→ **Short problem 1**
According to the proof below, why is it allowed to bring the integral inside the infinite sum in both computations?
→ **Short problem 2**
Update the records by putting "star-shaped floor inlay" wherever "pink terrazzo star" appears, and write out all their lines again with nothing else changed. Leave the pictures out.

→ **Extract provided**

========================================

The proof is very simple to the proof of
Theorem 1.18.1: the main fact we use is the Cauchy integral formula applied to elements within
\(A\text{.}\) In more detail, given
\(w\in A\text{,}\) pick a closed ball
\(\overline{B}_s(z_0)\subseteq A\text{,}\) and let
\(\phi=w+se^{it}\text{,}\) \(t\in [0,2\pi]\text{.}\) Next pick
\(R\) and
\(S\) satisfying
\(R_1< R < S < R_2\) such that
\(\overline{B}_s(z_0)\) lies in the annular region
\(R< \abs{z-z_0}< S\text{,}\) and let
\(\gamma_R(t)=z_0+Re^{it}\) and
\(\gamma_S(t)=z_0+Se^{it}\text{,}\) \(t\in [0,2\pi]\text{.}\) (See
Figure 1.20.2.) By the Cauchy integral formula, we have
\begin{equation*}
f(w)=\frac{1}{2\pi i}\int_\phi \frac{f(z)}{z-w}\, dz\text{.}
\end{equation*}
By the principle of path deformation we have
\begin{equation*}
f(w)=\frac{1}{2\pi i}\int_\phi \frac{f(z)}{z-w}\, dz=\frac{1}{2\pi i}\int_{\gamma_S}\frac{f(z)}{z-w}\, dz-\frac{1}{2\pi i}\int_{\gamma_R}\frac{f(z)}{z-w}\, dz \text{.}
\end{equation*}
Since \(\abs{(w-z_0)/(z-w_0)}< 1\) for all \(z\in \gamma_S\text{,}\) we have
\begin{align*}
\frac{1}{2\pi i}\int_{\gamma_S}\frac{f(z)}{z-w}\, dw \amp = \frac{1}{2\pi i}\int_{\gamma_S}\frac{f(z)}{z-z_0}\cdot \frac{1}{1-(w-z_0)/(z-z_0)}\, dw \\
\amp = \frac{1}{2\pi i}\int_{\gamma_S}(\frac{f(z)}{z-z_0}\sum_{n=0}^\infty((w-z_0)/(z-z_0))^n)\, dz\\
\amp =\frac{1}{2\pi i} \sum_{n=0}^\infty\int_{\gamma_S}(\frac{f(z)}{(z-z_0)^{n+1}}\, dz)(w-z_0)^n\\
\amp = \sum_{n=0}^\infty a_n(w-z_0)^n , \ a_n=\frac{1}{2\pi i}\int_{\gamma_S}\frac{f(z)}{(z-z_0)^n}\, dz\text{.}
\end{align*}
Similarly, since \(\abs{(z-z_0)/(w-z_0)}< 1\) for all \(z\in \gamma_R\text{,}\) we have
\begin{align*}
\frac{1}{2\pi i}\int_{\gamma_R}\frac{f(z)}{z-w}\, dw \amp = \frac{1}{2\pi i}\int_{\gamma_R}\frac{f(z)}{w-z_0}\cdot \frac{-1}{1-(z-z_0)/(w-z_0)}\, dw \\
\amp = -\frac{1}{2\pi i}\int_{\gamma_R}(\sum_{n=0}^\infty\frac{f(z)(z-z_0)^{n}}{(w-z_0)^{n+1}})\, dz\\
\amp = -\frac{1}{2\pi i}\sum_{n=0}^\infty\int_{\gamma_R}(\frac{f(z)}{(z-z_0)^{n}}\, dz)(w-z_0)^{n+1}\\
\amp = -\sum_{n=1}^\infty b_n(w-z_0)^{-n}, \ b_n=\frac{1}{2\pi i}\int_{\gamma_R}f(z)(z-z_0)^{n-1}\, dz\text{.}
\end{align*}
(Note that in both these computations we are justified in bringing the integral into the infinite sum thanks to the uniform convergence of this sum to the given function.)

========================================

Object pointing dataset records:

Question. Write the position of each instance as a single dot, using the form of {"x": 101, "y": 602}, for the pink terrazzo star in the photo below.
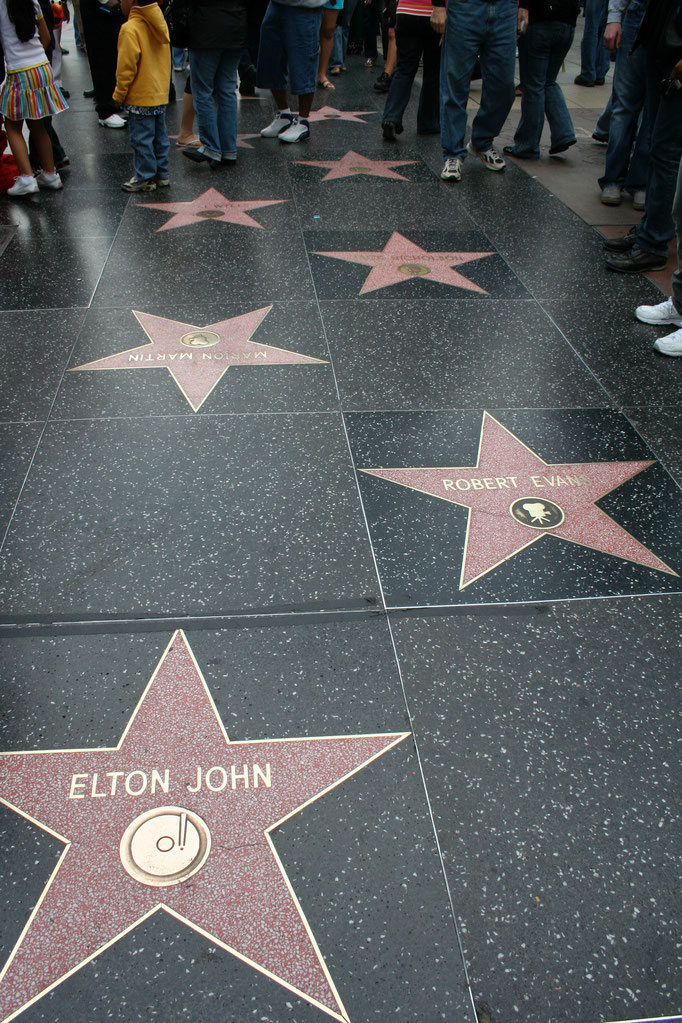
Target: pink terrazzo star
{"x": 401, "y": 260}
{"x": 211, "y": 205}
{"x": 514, "y": 498}
{"x": 196, "y": 357}
{"x": 176, "y": 818}
{"x": 331, "y": 114}
{"x": 353, "y": 164}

========================================

→ **Complete output 1**
It is allowed because the sum converges uniformly to the given function.

→ **Complete output 2**
Question. Write the position of each instance as a single dot, using the form of {"x": 101, "y": 602}, for the star-shaped floor inlay in the photo below.
Target: star-shaped floor inlay
{"x": 401, "y": 260}
{"x": 211, "y": 205}
{"x": 514, "y": 498}
{"x": 196, "y": 357}
{"x": 176, "y": 818}
{"x": 331, "y": 114}
{"x": 353, "y": 164}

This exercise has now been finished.